====== Excerpted records ======

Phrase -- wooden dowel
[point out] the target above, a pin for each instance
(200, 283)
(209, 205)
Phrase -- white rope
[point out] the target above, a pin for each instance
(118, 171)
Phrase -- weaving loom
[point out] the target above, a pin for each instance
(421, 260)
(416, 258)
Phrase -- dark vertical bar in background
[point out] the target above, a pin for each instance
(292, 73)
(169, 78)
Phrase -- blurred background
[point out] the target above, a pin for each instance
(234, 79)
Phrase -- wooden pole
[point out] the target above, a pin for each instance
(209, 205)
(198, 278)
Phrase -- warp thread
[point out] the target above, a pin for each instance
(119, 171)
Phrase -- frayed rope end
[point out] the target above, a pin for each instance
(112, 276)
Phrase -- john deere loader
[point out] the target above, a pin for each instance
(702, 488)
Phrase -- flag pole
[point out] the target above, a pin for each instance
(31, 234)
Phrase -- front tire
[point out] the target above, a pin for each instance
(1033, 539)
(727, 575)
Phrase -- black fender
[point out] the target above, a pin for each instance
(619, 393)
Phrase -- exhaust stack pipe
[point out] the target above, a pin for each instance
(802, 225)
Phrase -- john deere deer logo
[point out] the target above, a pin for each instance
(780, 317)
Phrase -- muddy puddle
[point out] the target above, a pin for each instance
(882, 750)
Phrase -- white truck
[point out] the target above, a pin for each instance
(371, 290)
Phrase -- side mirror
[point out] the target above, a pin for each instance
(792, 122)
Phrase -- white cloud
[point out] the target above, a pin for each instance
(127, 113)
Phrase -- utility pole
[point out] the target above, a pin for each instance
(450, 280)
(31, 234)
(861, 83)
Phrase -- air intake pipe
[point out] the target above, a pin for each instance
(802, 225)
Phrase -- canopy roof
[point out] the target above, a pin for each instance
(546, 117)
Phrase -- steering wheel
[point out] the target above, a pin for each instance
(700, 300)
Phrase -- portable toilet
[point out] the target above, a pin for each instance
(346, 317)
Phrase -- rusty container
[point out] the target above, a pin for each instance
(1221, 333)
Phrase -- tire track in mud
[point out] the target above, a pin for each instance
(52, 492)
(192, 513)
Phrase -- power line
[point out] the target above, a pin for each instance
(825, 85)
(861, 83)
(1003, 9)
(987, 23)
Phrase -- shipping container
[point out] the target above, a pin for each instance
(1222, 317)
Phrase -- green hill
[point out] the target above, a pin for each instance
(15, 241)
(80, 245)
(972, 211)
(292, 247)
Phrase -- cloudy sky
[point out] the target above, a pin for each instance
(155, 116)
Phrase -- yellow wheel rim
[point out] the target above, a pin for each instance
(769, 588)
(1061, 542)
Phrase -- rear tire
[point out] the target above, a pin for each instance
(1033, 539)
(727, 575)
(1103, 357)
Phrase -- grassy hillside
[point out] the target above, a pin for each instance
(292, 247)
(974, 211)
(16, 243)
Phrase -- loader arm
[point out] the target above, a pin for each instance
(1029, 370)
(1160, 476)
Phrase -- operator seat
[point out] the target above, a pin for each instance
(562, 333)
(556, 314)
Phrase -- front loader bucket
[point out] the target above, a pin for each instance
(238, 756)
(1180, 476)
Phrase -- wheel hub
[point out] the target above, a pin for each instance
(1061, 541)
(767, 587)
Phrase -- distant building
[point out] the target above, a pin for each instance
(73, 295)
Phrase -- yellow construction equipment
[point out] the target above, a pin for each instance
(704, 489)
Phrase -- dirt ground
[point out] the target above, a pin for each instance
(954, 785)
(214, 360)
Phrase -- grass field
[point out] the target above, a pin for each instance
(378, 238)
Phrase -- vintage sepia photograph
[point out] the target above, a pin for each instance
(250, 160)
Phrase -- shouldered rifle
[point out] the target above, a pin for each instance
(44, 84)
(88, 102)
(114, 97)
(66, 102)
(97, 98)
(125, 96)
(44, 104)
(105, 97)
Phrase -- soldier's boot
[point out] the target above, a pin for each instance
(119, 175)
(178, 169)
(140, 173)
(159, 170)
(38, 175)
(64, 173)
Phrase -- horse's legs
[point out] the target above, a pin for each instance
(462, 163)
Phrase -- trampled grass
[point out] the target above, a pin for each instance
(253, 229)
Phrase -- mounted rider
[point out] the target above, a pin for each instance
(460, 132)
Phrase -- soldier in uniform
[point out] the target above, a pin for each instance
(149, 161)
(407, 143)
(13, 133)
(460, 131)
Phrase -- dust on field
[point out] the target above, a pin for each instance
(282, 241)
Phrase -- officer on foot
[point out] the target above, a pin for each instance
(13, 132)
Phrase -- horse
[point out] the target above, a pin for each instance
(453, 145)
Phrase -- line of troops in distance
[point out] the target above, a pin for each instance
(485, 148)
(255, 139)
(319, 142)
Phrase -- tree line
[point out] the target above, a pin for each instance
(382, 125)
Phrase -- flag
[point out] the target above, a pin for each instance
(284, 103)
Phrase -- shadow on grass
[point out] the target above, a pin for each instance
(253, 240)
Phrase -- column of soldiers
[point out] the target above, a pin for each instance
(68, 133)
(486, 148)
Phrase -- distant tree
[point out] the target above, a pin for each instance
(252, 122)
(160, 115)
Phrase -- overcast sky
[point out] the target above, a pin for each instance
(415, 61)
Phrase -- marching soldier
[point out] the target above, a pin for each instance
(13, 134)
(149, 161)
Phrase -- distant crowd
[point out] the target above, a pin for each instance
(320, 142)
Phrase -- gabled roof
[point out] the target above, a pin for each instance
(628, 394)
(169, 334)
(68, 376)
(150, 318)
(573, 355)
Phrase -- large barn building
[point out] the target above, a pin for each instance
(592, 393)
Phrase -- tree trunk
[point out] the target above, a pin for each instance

======

Repeat, exactly as they stand above, the lines from the line with "Phrase -- muddy puddle" to the line with "Phrase -- air intake pipe", both lines included.

** Solution to the exercise **
Phrase -- muddy puddle
[point out] the target above, a pin for each instance
(882, 750)
Phrase -- white truck
[point out] the target above, a pin for each instance
(371, 290)
Phrase -- side mirror
[point out] the target above, a pin for each instance
(792, 122)
Phrase -- white cloud
[point out] the target above, a pin for each instance
(127, 113)
Phrase -- utility pole
[point out] the target above, a pin for each instance
(450, 280)
(31, 234)
(861, 83)
Phrase -- air intake pipe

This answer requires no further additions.